(Location identification entries)
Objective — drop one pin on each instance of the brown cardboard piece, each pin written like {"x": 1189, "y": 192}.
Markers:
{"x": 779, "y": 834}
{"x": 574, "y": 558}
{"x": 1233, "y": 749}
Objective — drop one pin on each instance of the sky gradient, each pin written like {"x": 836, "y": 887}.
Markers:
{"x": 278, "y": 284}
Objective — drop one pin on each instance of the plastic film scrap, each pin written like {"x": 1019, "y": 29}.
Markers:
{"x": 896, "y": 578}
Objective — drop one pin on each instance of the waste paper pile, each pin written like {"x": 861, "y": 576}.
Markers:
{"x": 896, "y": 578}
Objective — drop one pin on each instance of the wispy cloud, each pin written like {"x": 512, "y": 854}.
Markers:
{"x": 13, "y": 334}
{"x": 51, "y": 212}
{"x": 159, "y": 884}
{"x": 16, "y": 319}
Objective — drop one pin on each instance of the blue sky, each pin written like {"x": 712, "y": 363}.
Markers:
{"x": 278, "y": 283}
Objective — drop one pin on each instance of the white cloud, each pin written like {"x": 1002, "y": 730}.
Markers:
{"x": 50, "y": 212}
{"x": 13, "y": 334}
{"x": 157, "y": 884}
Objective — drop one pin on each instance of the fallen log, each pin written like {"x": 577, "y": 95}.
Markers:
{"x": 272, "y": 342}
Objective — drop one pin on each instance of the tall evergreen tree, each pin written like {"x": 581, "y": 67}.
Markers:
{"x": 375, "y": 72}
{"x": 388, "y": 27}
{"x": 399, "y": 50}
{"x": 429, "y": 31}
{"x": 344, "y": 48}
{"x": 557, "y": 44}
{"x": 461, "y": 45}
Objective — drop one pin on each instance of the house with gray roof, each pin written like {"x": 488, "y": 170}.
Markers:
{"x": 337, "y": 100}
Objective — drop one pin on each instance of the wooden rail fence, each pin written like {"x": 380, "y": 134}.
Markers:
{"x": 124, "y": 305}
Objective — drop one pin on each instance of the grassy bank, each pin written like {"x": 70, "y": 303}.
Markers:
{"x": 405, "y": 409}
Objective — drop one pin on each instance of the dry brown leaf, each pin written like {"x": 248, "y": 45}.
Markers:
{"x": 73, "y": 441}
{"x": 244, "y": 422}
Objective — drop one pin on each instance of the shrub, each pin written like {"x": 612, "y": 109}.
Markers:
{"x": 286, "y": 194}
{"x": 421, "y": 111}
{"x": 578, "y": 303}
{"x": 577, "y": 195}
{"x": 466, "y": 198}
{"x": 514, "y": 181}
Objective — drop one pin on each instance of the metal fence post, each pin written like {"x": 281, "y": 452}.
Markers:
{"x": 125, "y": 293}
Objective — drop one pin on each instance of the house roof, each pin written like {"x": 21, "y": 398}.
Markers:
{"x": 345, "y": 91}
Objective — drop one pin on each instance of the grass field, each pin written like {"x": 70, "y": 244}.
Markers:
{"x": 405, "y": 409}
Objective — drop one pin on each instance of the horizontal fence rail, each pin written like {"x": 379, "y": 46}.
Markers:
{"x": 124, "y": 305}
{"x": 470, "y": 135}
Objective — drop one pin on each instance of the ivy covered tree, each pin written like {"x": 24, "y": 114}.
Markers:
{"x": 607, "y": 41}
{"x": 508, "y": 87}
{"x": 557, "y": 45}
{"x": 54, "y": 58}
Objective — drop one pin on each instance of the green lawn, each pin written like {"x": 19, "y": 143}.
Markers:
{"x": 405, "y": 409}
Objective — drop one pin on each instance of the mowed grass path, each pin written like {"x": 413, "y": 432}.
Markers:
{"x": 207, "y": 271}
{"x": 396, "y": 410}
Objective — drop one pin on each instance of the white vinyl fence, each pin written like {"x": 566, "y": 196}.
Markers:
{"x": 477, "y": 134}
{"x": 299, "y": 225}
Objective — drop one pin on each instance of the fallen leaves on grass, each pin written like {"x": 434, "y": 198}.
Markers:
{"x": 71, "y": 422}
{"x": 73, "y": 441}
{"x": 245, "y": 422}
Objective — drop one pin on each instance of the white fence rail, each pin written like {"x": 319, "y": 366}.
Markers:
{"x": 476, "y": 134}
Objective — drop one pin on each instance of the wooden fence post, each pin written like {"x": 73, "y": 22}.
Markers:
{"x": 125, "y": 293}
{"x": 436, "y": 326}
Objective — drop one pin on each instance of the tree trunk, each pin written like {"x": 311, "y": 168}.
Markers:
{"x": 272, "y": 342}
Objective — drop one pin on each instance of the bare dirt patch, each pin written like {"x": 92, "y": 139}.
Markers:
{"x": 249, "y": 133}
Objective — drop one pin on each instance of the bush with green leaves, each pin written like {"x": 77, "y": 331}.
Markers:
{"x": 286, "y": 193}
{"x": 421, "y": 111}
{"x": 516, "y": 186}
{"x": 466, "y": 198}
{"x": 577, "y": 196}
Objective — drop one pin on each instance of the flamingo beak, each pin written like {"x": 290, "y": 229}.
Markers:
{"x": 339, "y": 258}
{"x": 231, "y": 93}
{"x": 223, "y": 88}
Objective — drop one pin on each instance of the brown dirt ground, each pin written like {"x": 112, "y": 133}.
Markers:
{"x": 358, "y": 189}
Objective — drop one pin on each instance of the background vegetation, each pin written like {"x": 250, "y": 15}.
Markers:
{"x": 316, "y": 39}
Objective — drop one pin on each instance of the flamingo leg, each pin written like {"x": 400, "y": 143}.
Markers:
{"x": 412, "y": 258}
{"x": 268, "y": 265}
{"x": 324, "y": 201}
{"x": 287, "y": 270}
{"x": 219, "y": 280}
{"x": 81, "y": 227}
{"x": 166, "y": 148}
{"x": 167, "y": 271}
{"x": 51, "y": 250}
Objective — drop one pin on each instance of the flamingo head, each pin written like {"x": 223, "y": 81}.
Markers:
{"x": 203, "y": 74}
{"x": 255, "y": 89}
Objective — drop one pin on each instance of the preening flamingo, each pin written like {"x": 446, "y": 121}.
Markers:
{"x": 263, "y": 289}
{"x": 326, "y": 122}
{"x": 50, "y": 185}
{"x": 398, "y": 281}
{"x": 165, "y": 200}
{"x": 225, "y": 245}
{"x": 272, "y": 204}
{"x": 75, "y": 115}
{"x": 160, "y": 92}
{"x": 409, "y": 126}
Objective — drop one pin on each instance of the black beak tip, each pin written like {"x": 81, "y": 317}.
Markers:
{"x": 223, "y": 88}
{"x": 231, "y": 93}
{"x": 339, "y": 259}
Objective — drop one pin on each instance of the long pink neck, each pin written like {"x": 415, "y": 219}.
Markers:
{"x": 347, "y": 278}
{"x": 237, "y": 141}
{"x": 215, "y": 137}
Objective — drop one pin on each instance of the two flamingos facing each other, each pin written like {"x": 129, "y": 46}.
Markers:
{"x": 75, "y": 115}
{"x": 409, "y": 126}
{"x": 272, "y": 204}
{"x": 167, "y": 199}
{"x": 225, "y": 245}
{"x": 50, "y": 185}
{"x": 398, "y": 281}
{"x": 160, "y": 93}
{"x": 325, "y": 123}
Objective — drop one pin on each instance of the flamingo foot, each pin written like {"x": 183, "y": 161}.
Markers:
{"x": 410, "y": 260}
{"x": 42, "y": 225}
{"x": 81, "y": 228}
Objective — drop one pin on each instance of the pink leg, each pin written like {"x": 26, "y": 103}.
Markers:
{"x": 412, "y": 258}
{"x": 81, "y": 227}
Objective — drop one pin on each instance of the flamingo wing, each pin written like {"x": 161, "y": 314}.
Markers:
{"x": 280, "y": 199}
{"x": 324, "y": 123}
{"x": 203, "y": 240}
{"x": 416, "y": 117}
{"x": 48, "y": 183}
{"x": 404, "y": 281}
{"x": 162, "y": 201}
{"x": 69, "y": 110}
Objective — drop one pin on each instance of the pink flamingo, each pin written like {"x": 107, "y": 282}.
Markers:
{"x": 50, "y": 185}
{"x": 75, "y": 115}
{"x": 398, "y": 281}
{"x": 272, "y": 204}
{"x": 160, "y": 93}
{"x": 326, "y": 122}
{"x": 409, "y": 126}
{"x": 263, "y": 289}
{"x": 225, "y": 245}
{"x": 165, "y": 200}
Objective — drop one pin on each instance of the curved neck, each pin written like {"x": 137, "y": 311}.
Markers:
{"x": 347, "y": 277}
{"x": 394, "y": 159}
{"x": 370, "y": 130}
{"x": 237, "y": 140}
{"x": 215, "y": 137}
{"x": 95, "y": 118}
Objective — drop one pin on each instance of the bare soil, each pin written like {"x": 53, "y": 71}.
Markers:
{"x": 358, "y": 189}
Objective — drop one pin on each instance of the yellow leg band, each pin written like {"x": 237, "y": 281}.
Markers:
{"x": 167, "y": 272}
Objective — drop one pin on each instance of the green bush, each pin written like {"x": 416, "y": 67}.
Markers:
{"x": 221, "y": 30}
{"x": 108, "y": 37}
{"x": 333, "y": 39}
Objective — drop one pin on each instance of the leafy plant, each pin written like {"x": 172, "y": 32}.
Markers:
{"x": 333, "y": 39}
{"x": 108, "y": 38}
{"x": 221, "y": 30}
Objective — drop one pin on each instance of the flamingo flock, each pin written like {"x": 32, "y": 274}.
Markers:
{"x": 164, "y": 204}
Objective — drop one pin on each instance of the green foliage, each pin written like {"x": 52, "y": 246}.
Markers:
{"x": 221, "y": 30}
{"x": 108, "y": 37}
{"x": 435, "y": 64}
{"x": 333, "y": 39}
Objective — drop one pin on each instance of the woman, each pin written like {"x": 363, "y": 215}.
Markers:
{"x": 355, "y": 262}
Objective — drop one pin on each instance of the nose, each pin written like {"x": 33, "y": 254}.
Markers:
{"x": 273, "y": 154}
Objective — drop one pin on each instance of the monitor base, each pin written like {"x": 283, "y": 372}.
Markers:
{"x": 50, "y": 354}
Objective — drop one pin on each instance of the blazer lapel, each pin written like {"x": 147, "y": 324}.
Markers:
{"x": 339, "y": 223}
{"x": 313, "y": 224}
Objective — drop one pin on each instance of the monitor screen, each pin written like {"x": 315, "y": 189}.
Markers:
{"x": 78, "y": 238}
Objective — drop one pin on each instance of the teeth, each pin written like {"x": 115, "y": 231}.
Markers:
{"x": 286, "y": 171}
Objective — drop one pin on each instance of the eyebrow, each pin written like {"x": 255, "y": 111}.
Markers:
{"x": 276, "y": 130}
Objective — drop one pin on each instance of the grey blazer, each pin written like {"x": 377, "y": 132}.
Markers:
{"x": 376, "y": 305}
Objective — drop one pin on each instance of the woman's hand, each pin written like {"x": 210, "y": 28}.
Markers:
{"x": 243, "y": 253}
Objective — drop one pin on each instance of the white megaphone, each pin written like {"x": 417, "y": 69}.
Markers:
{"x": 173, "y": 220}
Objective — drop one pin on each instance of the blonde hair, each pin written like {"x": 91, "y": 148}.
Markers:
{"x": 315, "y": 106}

> [What to work on] Reproduce the records above exactly, starting with the line that contains "Objective — drop one pin on each instance of the blazer" and ending with the last line.

> [Expected answer]
Objective — drop one pin on each instance of the blazer lapel, each pin written like {"x": 147, "y": 324}.
Markers:
{"x": 339, "y": 223}
{"x": 313, "y": 224}
Objective — drop one pin on each instance of the monitor screen, each pin written like {"x": 315, "y": 189}.
Markers:
{"x": 78, "y": 238}
Objective — drop one pin on each instance of the teeth, each pin written like {"x": 115, "y": 231}.
Markers:
{"x": 286, "y": 171}
Objective — drop one pin on each instance of the eyebrow, each pin written like {"x": 255, "y": 111}.
Markers:
{"x": 276, "y": 130}
Objective — drop one pin on each instance of the grey blazer, each pin written like {"x": 377, "y": 132}.
Markers:
{"x": 376, "y": 305}
Objective — drop one pin on each instance of the woman's hand, each pin written like {"x": 210, "y": 28}.
Markers:
{"x": 243, "y": 253}
Objective — drop one pin on each instance of the white megaphone, each pin written like {"x": 417, "y": 69}.
Markers:
{"x": 173, "y": 220}
Objective — drop one pin on each instance of the blonde hair, each pin written like {"x": 91, "y": 148}.
Markers:
{"x": 315, "y": 106}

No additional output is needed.